#### [Challenge]
In the entries, go from the line containing "For every instance of the dry" through the end and swap "thickest part" for "widest part", leaving everything else as is. Give back only those lines, without the pictures.

START

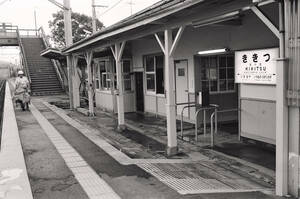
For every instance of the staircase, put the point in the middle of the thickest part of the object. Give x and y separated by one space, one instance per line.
44 80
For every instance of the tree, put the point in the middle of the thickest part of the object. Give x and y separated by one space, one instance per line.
81 27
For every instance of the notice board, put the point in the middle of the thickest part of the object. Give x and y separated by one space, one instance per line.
256 66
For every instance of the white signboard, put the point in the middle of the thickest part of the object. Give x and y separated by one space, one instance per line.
256 66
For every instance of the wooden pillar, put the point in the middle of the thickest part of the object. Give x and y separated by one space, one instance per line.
170 94
75 83
70 80
89 58
118 53
168 49
282 120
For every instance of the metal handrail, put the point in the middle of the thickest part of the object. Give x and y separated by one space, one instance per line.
212 131
181 116
204 109
24 58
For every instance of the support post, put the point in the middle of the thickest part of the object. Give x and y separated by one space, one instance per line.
169 48
94 17
70 80
281 114
118 53
75 83
89 58
170 94
69 42
294 114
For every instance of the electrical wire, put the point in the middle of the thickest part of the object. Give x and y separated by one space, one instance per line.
110 8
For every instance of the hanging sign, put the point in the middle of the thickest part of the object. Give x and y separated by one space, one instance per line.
256 66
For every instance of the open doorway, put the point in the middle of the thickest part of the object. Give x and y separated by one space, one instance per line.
139 89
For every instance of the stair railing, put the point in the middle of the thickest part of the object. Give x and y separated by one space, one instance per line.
57 66
23 57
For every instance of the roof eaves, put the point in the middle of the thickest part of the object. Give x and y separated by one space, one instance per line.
142 15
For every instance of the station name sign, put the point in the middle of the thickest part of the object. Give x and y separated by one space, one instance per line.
256 66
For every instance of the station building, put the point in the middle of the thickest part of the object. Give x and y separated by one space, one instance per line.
239 54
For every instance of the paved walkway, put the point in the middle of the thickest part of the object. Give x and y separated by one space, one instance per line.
14 181
98 168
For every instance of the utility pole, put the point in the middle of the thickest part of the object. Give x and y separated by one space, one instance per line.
94 15
35 25
68 23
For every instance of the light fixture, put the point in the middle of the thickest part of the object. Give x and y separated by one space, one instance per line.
215 51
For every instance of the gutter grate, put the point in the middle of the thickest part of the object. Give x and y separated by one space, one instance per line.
185 182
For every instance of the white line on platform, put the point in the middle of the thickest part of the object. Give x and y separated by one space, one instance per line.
92 184
93 135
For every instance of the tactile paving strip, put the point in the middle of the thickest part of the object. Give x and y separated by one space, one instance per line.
182 182
92 184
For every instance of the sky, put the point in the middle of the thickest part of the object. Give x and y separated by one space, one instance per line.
21 13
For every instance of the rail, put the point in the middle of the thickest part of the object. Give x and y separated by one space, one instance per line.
212 130
204 109
59 71
181 114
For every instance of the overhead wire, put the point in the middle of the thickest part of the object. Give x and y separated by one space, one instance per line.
110 8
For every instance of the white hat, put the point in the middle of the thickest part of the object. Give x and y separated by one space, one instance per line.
20 72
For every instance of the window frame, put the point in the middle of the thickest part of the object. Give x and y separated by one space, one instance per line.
154 92
111 75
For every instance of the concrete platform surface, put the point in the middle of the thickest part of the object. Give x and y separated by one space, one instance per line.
14 182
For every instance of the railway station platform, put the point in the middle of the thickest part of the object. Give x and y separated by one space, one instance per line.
65 152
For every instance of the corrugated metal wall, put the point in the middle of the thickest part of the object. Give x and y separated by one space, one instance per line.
293 50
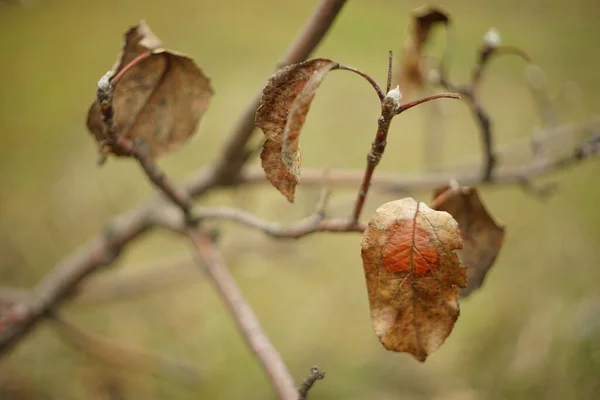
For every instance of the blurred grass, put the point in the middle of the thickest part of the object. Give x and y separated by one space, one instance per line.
532 332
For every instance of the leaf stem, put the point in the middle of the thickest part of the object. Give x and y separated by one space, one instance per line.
380 93
115 79
389 109
411 104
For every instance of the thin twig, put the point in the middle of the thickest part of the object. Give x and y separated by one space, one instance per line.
388 85
212 261
315 374
389 108
57 285
378 90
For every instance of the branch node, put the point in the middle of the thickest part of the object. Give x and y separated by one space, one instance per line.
315 374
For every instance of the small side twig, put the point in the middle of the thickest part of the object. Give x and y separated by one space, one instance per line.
390 107
315 374
210 258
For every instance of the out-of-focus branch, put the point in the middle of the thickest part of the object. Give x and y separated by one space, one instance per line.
315 375
116 285
112 352
105 248
212 261
467 175
469 92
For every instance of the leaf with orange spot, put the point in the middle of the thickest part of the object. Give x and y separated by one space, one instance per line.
283 108
410 74
413 276
482 235
160 99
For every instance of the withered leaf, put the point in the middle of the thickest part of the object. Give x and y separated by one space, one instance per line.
161 99
283 108
413 276
482 235
411 73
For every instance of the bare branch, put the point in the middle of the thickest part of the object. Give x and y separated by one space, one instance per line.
212 261
315 374
105 248
467 175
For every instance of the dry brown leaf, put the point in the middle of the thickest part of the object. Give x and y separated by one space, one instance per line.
283 108
413 276
482 235
411 72
161 99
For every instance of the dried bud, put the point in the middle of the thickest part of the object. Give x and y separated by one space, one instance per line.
395 94
492 38
391 101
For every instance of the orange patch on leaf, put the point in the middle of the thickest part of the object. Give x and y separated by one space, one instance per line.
409 249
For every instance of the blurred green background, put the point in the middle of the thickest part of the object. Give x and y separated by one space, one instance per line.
533 331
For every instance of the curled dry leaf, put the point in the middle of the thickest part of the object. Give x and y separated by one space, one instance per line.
283 107
160 99
411 73
413 276
482 235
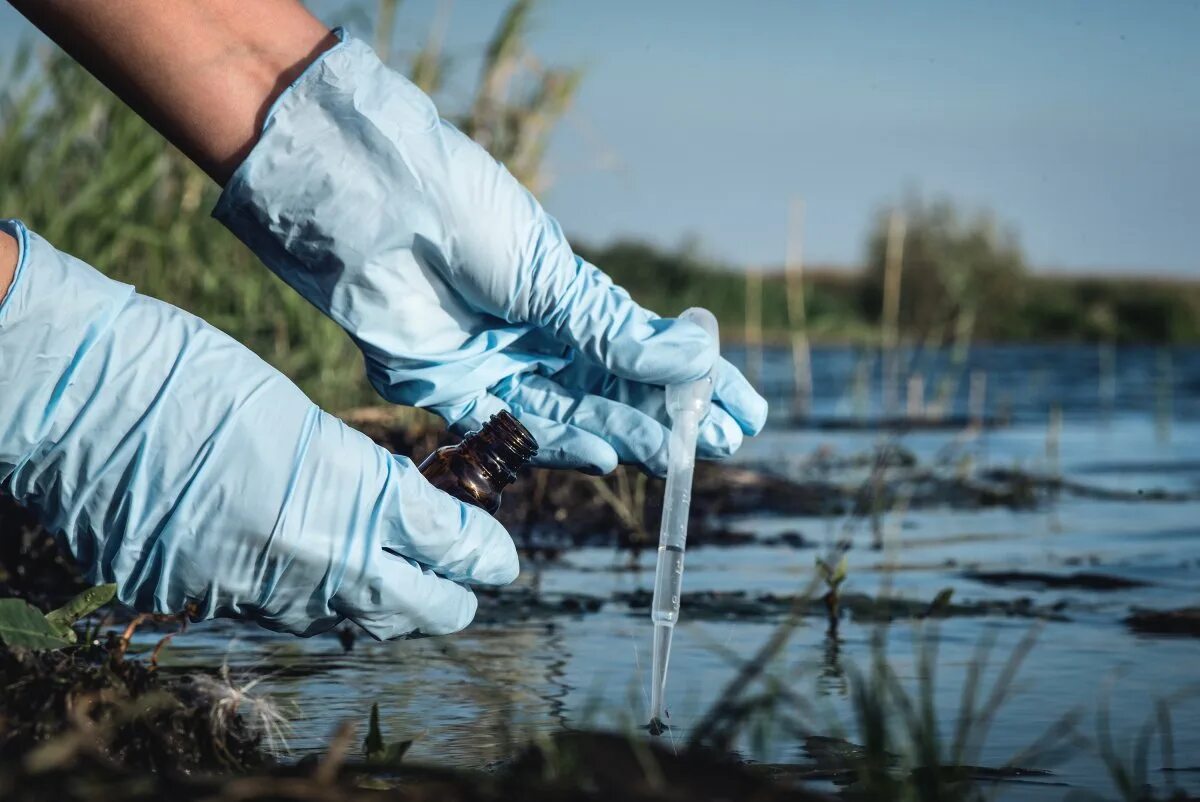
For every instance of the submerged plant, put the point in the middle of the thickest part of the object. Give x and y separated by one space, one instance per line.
833 575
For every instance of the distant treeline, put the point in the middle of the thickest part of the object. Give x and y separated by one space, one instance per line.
845 305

END

#### [Written reply]
For every instance of the dry brown leaf, put the point in the middle of the widest part of the object. Give x and y separated by one space, one instance per line.
283 108
413 276
482 235
411 72
161 99
For every instance of the dried bud, put the point in the middle of the widest part of the object. Give x and y separated by one space, one instance per line.
395 94
492 38
391 101
For every instance of the orange patch on leaf, put the point in the middle of the widest part of the object. Give x and y separated by one space, one instance per line.
409 249
For every instance of the blurred green background, put the point in the middle of the widest part of the object. Give x and y separated by one space, one instance per line.
533 331
For every instance of the curled dry leaf, put the point in the middle of the widest part of the object. Give x and y separated by one space, one instance per line.
283 107
160 99
411 73
413 276
482 235
For every instance of the submerged plant, put the point in the middle of the widest part of the object. Give x and y separated by one space, one instance per line.
833 575
For every instance of the distant treeline, put the point in the middle of the widest part of the object. Give x and y separated by one space, one instance per line.
845 305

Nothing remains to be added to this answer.